Exact reproduction of all the data is needed.

+--

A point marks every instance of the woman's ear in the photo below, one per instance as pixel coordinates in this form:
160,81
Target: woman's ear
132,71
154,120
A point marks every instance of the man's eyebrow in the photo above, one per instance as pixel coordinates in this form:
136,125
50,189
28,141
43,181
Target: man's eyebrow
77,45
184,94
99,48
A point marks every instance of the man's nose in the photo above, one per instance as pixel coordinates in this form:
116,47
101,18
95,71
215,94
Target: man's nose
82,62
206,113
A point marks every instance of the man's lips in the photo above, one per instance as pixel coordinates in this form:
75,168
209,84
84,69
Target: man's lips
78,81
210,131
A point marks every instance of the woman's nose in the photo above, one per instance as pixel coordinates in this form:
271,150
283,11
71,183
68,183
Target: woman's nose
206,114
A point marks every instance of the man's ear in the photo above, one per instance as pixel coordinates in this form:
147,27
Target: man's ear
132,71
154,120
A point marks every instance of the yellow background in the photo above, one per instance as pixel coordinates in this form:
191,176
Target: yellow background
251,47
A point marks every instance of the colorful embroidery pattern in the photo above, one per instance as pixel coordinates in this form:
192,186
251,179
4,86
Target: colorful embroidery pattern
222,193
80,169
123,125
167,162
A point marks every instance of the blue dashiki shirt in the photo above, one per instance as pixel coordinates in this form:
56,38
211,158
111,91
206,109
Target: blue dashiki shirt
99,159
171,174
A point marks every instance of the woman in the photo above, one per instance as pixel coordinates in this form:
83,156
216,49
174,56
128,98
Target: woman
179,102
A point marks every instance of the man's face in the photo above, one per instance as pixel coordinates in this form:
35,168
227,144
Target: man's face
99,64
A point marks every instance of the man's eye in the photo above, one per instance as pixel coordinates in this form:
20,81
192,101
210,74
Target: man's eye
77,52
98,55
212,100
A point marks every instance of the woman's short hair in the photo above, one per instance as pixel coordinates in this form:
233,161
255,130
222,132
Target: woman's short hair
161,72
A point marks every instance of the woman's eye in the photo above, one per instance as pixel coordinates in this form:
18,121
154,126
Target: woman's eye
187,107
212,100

+--

Exercise output:
A point marks every instance of the woman's ear in the photo below, one per instance as pixel coordinates in this form:
160,81
Target: woman's ear
132,71
154,120
A point marks every instance of the man's eyebrow in the photo above, one per instance as pixel coordinates in this form:
136,125
50,189
28,141
43,181
Target: man's eyebrow
77,45
184,94
99,48
A point marks every instance of the man's nose in the photo above, one per instance as pixel coordinates in this form:
116,47
101,18
95,71
215,94
Target: man's nose
82,62
206,113
A point marks every instance of the man's lips in the photo above, one per instance as pixel coordinates in this form:
75,168
209,84
84,69
Target: man's lips
78,81
210,131
A point marks every instance of the woman's nose in the photo above, one per instance as pixel coordinates in this form:
271,150
283,11
71,183
68,183
Target: woman's nose
206,114
A point marks every instance of the man's ear in the photo above, one per instance as pixel coordinates in this form:
147,27
Target: man's ear
132,71
154,120
A point marks every instance of the yellow background in the photo above, one per instance as pixel coordinates in this form:
191,176
Target: yellow background
251,47
A point marks every instance of the colorful embroidery pattern in the photo above, one per instance as pixel coordinates in this form:
192,186
251,179
4,86
Target: colorful embroidery pattern
222,193
80,169
123,125
167,162
A point marks every instance of the blue dashiki shirt in the photo above, one per instance as pixel coordinates in this form:
56,38
211,158
111,91
206,109
Target: blue dashiki shirt
99,159
171,174
A point marks every instance of the woman in the photo above, one per instance as pixel coordinates in this form:
83,156
216,49
174,56
128,98
Target: woman
179,102
A point marks every instance of the man's face in the photo above, one per instance as pixel coordinates in this form:
35,168
227,144
Target: man's face
99,64
A point marks every instance of the man's eye in the photo above, one per instance as pixel coordinates in this form:
20,81
192,101
210,74
Target: man's eye
77,52
98,55
212,100
A point marks every instance of the woman's short hair in the photo above, one per instance as pixel coordinates in this form:
233,161
255,130
222,132
Target: woman's short hair
161,72
A point marks every instance of the woman's eye in the photo above, one per instance as pixel coordinates in this form:
18,121
154,126
Target: woman's eye
187,107
212,100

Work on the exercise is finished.